» What is required: Locate each line below that contains the string "target", and copy those lines in full.

» Raw records:

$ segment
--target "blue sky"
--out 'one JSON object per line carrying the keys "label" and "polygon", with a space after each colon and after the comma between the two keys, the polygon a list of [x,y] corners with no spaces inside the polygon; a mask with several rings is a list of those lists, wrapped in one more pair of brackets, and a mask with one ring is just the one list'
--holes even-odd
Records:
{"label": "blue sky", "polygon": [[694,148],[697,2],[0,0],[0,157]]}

--

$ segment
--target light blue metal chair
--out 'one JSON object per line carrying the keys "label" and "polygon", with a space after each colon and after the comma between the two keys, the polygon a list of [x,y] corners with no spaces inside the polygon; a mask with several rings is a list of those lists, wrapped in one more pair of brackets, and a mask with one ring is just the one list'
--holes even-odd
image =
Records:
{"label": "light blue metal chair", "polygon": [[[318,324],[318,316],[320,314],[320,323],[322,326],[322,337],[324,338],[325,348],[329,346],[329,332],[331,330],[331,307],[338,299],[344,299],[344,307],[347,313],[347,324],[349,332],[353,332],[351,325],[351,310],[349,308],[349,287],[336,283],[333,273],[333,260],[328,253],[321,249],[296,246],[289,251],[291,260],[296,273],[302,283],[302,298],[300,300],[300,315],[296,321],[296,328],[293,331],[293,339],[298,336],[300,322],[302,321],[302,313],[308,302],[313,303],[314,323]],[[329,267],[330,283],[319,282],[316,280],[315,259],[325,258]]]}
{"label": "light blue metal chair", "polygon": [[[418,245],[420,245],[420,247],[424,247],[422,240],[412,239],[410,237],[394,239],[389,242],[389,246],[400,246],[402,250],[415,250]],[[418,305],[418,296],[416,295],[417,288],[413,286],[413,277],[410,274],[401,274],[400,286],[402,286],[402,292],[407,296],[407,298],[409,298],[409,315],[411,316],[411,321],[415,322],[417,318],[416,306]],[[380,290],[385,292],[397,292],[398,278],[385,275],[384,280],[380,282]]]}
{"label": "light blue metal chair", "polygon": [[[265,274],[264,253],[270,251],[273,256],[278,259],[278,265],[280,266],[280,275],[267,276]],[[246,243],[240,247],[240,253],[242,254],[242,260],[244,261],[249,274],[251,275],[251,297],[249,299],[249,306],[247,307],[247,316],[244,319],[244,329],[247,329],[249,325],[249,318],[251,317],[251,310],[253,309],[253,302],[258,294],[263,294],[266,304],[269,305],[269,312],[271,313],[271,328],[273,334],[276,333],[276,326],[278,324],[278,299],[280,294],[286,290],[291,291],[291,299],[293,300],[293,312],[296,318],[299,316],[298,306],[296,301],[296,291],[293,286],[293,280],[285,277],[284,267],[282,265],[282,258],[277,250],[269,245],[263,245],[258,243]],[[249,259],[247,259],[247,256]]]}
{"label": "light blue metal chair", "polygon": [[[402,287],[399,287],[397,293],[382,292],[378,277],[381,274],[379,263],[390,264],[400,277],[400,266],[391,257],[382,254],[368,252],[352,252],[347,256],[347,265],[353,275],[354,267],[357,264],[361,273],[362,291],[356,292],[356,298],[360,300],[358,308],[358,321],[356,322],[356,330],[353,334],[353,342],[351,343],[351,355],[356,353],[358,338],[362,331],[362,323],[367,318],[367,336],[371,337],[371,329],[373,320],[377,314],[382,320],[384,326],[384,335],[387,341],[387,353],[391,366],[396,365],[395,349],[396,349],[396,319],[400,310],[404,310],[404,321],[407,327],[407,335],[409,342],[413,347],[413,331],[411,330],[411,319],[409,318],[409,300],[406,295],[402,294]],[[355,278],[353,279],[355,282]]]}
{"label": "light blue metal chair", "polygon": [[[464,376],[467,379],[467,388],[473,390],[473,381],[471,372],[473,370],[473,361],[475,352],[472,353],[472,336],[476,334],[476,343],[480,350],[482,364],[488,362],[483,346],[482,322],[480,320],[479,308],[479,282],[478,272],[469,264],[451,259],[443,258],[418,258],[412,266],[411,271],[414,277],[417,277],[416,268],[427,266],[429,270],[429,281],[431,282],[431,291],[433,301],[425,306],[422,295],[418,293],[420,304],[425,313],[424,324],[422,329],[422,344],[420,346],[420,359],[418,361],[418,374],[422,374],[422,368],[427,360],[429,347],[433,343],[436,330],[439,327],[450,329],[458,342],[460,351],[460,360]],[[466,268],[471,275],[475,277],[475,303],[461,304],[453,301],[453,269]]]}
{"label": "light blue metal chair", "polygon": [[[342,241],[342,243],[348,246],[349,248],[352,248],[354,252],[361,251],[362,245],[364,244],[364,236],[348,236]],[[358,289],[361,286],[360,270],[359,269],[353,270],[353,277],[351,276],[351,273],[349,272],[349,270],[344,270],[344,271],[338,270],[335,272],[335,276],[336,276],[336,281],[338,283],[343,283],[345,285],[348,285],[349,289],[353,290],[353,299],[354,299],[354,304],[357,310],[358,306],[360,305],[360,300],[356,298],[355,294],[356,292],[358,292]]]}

» Solution below:
--target "blue sky"
--target light blue metal chair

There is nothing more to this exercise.